◆ GIVEN REQUEST ◆
Reproduce all of the data exactly.

##### RECORDS TO PROCESS

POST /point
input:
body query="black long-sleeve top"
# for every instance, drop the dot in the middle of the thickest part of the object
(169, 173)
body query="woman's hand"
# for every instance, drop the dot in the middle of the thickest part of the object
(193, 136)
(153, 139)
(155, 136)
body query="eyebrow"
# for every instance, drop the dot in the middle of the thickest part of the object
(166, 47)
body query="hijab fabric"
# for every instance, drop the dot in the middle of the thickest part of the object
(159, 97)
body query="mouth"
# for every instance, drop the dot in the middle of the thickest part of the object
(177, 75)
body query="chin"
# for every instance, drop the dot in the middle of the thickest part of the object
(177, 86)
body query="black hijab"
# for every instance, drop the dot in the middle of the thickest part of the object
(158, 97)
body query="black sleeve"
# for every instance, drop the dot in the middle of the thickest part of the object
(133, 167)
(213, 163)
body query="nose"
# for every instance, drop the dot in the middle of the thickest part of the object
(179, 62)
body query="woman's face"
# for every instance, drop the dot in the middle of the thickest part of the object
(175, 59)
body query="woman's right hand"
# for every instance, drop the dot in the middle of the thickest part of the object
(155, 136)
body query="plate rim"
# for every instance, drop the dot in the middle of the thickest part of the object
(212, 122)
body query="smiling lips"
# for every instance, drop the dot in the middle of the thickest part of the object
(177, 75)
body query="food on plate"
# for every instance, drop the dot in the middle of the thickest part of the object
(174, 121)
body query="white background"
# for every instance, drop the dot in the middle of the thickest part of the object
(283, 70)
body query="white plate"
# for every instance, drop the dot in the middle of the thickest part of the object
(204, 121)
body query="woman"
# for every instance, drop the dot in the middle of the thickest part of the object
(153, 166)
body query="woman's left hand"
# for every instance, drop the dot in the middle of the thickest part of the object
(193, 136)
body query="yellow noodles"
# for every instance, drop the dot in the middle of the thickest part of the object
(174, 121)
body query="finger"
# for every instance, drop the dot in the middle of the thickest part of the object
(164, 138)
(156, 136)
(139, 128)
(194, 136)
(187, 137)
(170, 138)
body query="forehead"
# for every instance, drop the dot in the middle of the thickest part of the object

##########

◆ EXPECTED ANSWER ◆
POST /point
input:
body query="black long-sleeve top"
# for every instance, drop the dot in the middle of the thickest part of the object
(169, 173)
body query="woman's hand"
# for every instance, drop the dot in the middle of the thickest part of the object
(193, 136)
(153, 139)
(155, 136)
body query="eyebrow"
# for every instance, drop the dot in the middle of the thickest part of the object
(166, 47)
body query="hijab fabric"
# for every instance, drop the dot in the middle of the thickest part of the object
(159, 97)
body query="mouth"
# for every instance, drop the dot in the middle of the thickest part of the object
(177, 75)
body query="chin"
# for every instance, drop the dot in the middle of the thickest part of the object
(177, 86)
body query="black hijab"
# for every instance, drop the dot in the middle of the thickest part of the object
(158, 97)
body query="black sleeve"
# for every instance, drop the dot in the middle of the thickest part of the object
(133, 167)
(213, 163)
body query="nose"
# for every instance, drop the dot in the middle of the thickest part of the object
(179, 62)
body query="woman's face"
# for every instance, drop the dot in the middle of the thickest part of the object
(175, 59)
body query="woman's right hand"
# for every instance, drop the dot in the middle of the thickest part of the object
(155, 136)
body query="plate rim"
# for every instance, drop the dot in the middle of the thickest part of the object
(212, 122)
body query="smiling lips"
# for every instance, drop the dot in the middle of the thickest part of the object
(177, 75)
body query="food on plate"
# for every instance, drop the dot in the middle of the thickest part of the object
(174, 121)
body query="white background"
# for every instance, drop the dot in the middle of the thickest part of the object
(283, 70)
body query="white plate"
# for every instance, drop the dot in the middle of the thickest part of the object
(204, 121)
body query="woman"
# for every instance, drop the dot in the middle of the thickest part of the object
(153, 166)
body query="woman's left hand"
# for every instance, drop the dot in the middle of the thickest part of the object
(193, 136)
body query="yellow noodles"
# for every instance, drop the dot in the middle of the thickest part of the object
(174, 121)
body query="finger"
# for every instance, drop the dot in the middle of the thickest part of the object
(164, 138)
(156, 136)
(139, 128)
(194, 136)
(187, 137)
(170, 138)
body query="forehead"
# for every instance, drop the dot in the middle of the thickest part of the object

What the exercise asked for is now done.